→ ASSIGNMENT
An exact transcription of every entry is required, with the images left out.

******

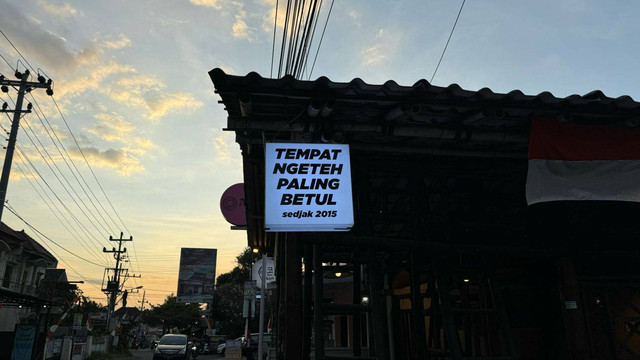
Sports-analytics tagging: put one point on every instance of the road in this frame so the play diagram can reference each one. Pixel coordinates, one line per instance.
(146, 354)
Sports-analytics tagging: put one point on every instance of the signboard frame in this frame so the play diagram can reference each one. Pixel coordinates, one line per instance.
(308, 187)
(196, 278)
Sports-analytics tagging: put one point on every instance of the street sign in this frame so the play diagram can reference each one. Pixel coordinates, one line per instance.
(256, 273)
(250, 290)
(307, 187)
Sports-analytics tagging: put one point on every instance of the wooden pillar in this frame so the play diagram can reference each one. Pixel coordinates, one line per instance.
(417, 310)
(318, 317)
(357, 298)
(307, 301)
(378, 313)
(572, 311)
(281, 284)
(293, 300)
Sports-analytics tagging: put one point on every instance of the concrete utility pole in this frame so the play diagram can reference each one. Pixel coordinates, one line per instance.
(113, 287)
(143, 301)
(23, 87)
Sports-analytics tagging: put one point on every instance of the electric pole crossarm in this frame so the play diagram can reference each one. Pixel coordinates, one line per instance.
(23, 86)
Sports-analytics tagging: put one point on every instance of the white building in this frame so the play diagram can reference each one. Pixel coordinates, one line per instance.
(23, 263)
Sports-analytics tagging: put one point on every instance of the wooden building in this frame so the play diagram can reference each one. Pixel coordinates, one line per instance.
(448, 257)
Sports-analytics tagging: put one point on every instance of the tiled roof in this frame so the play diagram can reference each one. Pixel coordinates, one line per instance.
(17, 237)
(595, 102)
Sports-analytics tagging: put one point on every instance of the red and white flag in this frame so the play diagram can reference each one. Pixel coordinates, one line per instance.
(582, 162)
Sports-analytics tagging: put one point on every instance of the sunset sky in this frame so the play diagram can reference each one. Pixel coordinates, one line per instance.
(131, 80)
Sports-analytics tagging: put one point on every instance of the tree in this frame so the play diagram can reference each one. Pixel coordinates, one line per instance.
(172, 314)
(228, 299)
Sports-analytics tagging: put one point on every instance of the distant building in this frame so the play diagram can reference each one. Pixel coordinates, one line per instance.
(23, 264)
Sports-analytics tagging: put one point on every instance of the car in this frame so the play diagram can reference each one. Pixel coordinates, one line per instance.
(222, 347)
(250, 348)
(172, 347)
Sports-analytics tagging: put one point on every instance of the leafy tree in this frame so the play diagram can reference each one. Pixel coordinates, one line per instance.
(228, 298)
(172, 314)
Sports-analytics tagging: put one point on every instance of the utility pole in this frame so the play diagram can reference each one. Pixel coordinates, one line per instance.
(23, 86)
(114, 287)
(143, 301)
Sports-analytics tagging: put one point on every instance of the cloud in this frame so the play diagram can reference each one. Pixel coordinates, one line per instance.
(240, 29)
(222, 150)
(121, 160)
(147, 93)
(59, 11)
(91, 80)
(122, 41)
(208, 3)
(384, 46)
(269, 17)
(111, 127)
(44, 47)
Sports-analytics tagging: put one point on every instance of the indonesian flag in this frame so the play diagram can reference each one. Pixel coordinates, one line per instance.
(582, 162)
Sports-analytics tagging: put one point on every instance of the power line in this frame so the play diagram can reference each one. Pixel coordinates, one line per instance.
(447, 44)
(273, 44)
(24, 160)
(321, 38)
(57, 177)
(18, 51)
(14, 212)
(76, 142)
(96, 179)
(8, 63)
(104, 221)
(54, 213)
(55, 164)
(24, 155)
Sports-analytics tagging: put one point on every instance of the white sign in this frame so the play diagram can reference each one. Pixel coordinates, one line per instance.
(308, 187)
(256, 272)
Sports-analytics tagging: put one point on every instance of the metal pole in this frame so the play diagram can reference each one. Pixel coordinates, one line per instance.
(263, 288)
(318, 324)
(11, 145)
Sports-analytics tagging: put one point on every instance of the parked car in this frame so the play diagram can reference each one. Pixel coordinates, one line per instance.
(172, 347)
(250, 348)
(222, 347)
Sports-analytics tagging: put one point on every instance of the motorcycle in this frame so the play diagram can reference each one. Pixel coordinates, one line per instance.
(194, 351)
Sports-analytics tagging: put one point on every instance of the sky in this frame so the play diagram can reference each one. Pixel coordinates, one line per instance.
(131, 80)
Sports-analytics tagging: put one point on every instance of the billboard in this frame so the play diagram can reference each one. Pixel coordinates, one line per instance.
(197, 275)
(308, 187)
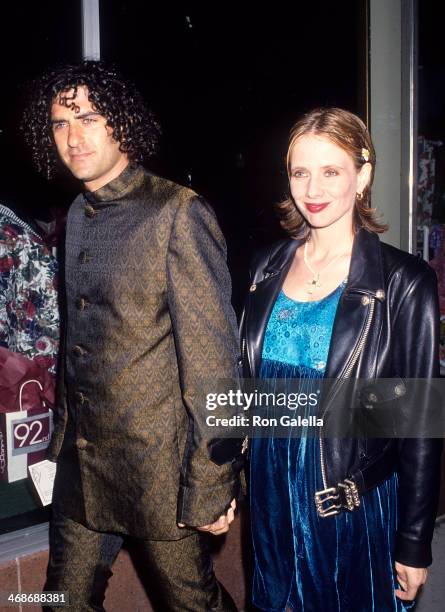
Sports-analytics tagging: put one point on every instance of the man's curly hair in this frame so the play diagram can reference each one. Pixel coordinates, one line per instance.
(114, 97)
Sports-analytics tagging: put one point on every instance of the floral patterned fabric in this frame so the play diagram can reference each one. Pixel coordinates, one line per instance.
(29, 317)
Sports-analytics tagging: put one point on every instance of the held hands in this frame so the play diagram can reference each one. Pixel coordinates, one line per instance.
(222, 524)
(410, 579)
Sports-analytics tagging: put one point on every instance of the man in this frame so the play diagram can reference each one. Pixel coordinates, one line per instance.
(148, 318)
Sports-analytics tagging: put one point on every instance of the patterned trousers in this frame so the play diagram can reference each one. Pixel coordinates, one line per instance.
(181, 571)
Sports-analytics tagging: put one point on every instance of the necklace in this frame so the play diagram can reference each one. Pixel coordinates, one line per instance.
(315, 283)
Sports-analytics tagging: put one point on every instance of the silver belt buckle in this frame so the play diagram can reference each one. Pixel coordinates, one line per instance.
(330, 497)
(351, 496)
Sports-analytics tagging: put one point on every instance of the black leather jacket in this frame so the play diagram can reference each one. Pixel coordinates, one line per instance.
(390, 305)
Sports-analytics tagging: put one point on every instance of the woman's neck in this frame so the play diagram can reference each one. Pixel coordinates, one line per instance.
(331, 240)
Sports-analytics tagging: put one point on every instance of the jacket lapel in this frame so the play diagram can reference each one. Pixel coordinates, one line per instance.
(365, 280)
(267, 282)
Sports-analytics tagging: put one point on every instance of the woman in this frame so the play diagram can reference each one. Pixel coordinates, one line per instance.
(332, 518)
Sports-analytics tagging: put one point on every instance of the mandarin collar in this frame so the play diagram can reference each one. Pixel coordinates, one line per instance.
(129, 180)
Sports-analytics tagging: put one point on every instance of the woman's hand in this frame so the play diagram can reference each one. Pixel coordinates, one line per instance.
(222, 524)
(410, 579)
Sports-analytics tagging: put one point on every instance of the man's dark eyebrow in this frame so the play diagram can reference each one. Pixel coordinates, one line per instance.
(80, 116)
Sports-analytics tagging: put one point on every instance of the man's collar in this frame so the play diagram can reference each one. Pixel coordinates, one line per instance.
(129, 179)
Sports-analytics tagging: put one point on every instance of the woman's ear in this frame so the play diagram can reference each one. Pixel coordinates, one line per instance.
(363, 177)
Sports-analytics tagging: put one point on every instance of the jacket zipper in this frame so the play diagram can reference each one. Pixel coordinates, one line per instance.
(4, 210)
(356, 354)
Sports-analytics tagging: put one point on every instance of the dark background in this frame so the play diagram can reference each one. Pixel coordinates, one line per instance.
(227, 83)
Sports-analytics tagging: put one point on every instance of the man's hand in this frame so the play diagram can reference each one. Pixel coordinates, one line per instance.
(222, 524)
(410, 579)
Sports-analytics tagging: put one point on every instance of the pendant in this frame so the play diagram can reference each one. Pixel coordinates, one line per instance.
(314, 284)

******

→ RESPONSE TO THE EXERCISE
Sports-analytics tagging: put one point on every instance of the road in this frame so the play diagram can reference each one. Pixel coordinates, one line per instance.
(146, 354)
Sports-analytics tagging: put one point on every instance of the signboard frame in this frame so the play diagram can reference each one. Pixel coordinates, one line per instance.
(308, 187)
(196, 278)
Sports-analytics tagging: put one point on every instance of the street sign in this frame so the play diagram can reference each one. Pixel coordinates, one line per instance.
(256, 273)
(250, 290)
(307, 187)
Sports-analytics tagging: put one point on every instance of the wooden pillar in this frame so the play diagram can reference each one. Pixel coordinates, one line per instance.
(417, 310)
(318, 317)
(357, 298)
(307, 301)
(378, 313)
(572, 311)
(281, 284)
(293, 300)
Sports-analytics tagging: put one point on every instance of the concrete utility pole in this frame so the play diagram can reference each one. Pixel coordinates, one line per instance.
(113, 287)
(143, 301)
(23, 87)
Sports-analytics tagging: put one point on every instance of the electric pole crossarm in this frame so the play diagram can reference each one. Pixel coordinates, one line per instance.
(23, 86)
Sports-analytics tagging: put one point on every instance of the white building in this frame so the play diagram can reference each one. Pixel coordinates, one line per instance.
(23, 263)
Sports-analytics tagging: put one point on every instance of the wooden building in this frame so the play diagram can reference each one. Pixel coordinates, one line per instance.
(448, 257)
Sports-analytics tagging: put one point on every instance of the tiled roof in this frame so the play diagram can reference each one. Pixel coordinates, one line per instance.
(17, 237)
(595, 102)
Sports-analytics tagging: put one point on every instance of the red and white flag in this frame so the play diagram can reference each one. Pixel coordinates, one line per instance.
(582, 162)
Sports-analytics tagging: put one point on every instance of the sunset sky in this frame so the play diagram can reference each one. Pixel coordinates, one line per instance.
(131, 80)
Sports-analytics tagging: put one point on every instance of the tree in this frame so the play diagram can reference each one. Pixel coordinates, one line per instance.
(172, 314)
(228, 299)
Sports-analytics tagging: put one point on every instance of the distant building in this frame so the play diagram can reference each one. Pixel coordinates, one line per instance.
(23, 264)
Sports-analytics tagging: put one point on every instance of the car in this frame so the play diagram can reference each one. Pixel coordinates, one line per instance.
(222, 347)
(250, 348)
(172, 347)
Sports-analytics tagging: put one point on every instance of the leafy tree in this frame so the play diagram can reference each one. Pixel coordinates, one line per instance.
(228, 298)
(172, 314)
Sports-analytics tagging: put one point on every instance of the utility pole in this frame so the play diagram can reference each one. Pixel coordinates, one line per instance.
(23, 86)
(114, 287)
(143, 301)
Sports-analytics tagging: put one point on every instance of the cloud in this frame so the play diagram can reference each one. Pixel coordinates, one line per instance.
(240, 29)
(222, 150)
(121, 160)
(147, 93)
(59, 11)
(91, 80)
(122, 41)
(208, 3)
(384, 46)
(269, 17)
(111, 127)
(44, 47)
Sports-analytics tagging: put one point on every instance of the indonesian flag in this frame so the play diagram can reference each one. Pixel coordinates, one line per instance.
(582, 162)
Sports-analytics tagging: put one point on every instance of the power line in this frame so the play diagram can reference each one. Pixel coordinates, one line per instance.
(447, 44)
(273, 44)
(24, 160)
(321, 38)
(57, 177)
(18, 51)
(14, 212)
(76, 142)
(96, 179)
(8, 63)
(104, 221)
(54, 213)
(55, 164)
(24, 155)
Sports-analytics tagging: put one point on every instance of the white sign in this frame so the play diagram can reference each one. Pixel coordinates, one line per instance.
(308, 187)
(256, 272)
Sports-analytics tagging: put one point on every instance of the metal pole in this frame so the play diagram can reference each one. Pixel coordinates, one line per instance.
(263, 288)
(318, 324)
(11, 145)
Sports-analytics tagging: put one point on every instance of the parked car in this frame so the play diagram can reference each one. Pixel coordinates, one line per instance.
(172, 347)
(250, 348)
(222, 347)
Sports-analytics tagging: put one point on every instance of the motorcycle in this frame so the play diagram can reference each one. Pixel coordinates, one line per instance.
(194, 351)
Sports-analytics tagging: put one point on every instance of the sky in this frame so the play diagram can reference each one. Pixel coordinates, one line per instance.
(131, 80)
Sports-analytics tagging: put one point on every instance of the billboard in this frame so the play diagram can reference each one. Pixel coordinates, one line per instance.
(197, 275)
(308, 187)
Sports-analytics tagging: put one point on every instance of the man's curly hair in this frame so the play diagram can reference each one. Pixel coordinates, one line per instance.
(114, 97)
Sports-analytics tagging: put one point on every instance of the floral patterned fabric in this frame so the play diagram can reference each one. Pixel coordinates, one line per instance.
(29, 317)
Sports-analytics tagging: put one point on every instance of the held hands in this frame so the play diagram can reference each one. Pixel coordinates, one line per instance.
(222, 524)
(410, 579)
Sports-analytics tagging: put one point on every instance of the man in this frame so the play diagram can reference each one. Pixel coordinates, one line per instance.
(148, 318)
Sports-analytics tagging: put one point on every instance of the patterned trousers in this frame so the play diagram can reference each one. Pixel coordinates, one line per instance.
(181, 571)
Sports-analytics tagging: put one point on every instance of the necklace in this frame so the play diagram can reference each one. Pixel coordinates, one line per instance.
(315, 283)
Sports-analytics tagging: put one point on every instance of the silver belt buckle in this frame so the play diagram can reference each one. Pixel coordinates, one line per instance.
(330, 497)
(351, 496)
Sports-analytics tagging: put one point on every instance of the black leather jacket in this frame so the play diagram can reference each one. Pixel coordinates, one line per instance.
(390, 305)
Sports-analytics tagging: put one point on every instance of the woman's neck in this frame so the play diagram can reference each one. Pixel coordinates, one line per instance.
(331, 240)
Sports-analytics tagging: put one point on every instance of the jacket lapel in this frame so the play diagram can reference each one. Pixel coordinates, one line per instance.
(365, 280)
(267, 282)
Sports-analytics tagging: put one point on every instance of the woman in this frame so the play diagram can reference each one. Pixel coordinates, one line per instance.
(332, 518)
Sports-analytics tagging: put one point on every instance of the mandarin collar in this frame so the play diagram can reference each one. Pixel coordinates, one line per instance.
(129, 180)
Sports-analytics tagging: put one point on every instance of the woman's hand in this frame so the play diagram can reference each one. Pixel coordinates, one line per instance.
(222, 524)
(410, 579)
Sports-analytics tagging: put one point on every instance of the man's dark eyebrow in this frame so the play diagram can reference each one. Pixel coordinates, one line per instance.
(80, 116)
Sports-analytics tagging: put one point on every instance of the man's collar in this frame so the play diagram can reference each one. Pixel coordinates, one line per instance.
(129, 179)
Sports-analytics tagging: put one point on every instance of the woman's ear in this frame so the play diagram can reference each one. Pixel coordinates, one line per instance.
(363, 177)
Sports-analytics tagging: put one point on every instance of the jacket zipper in this frame so the play diagram can reference each one. Pixel coordinates, one line per instance.
(4, 210)
(356, 354)
Sports-analytics tagging: put one point on every instance of the dark background in this frame so the play diagram can reference each one. Pixel coordinates, one line per instance.
(227, 83)
Sports-analytics tagging: put one point on every instance of the man's hand in this frame so the play diagram can reference each one. Pixel coordinates, one line per instance.
(222, 524)
(410, 579)
Sports-analytics tagging: put one point on every instance of the pendant in this frame so the play diagram can reference each one. Pixel coordinates, one line per instance.
(314, 284)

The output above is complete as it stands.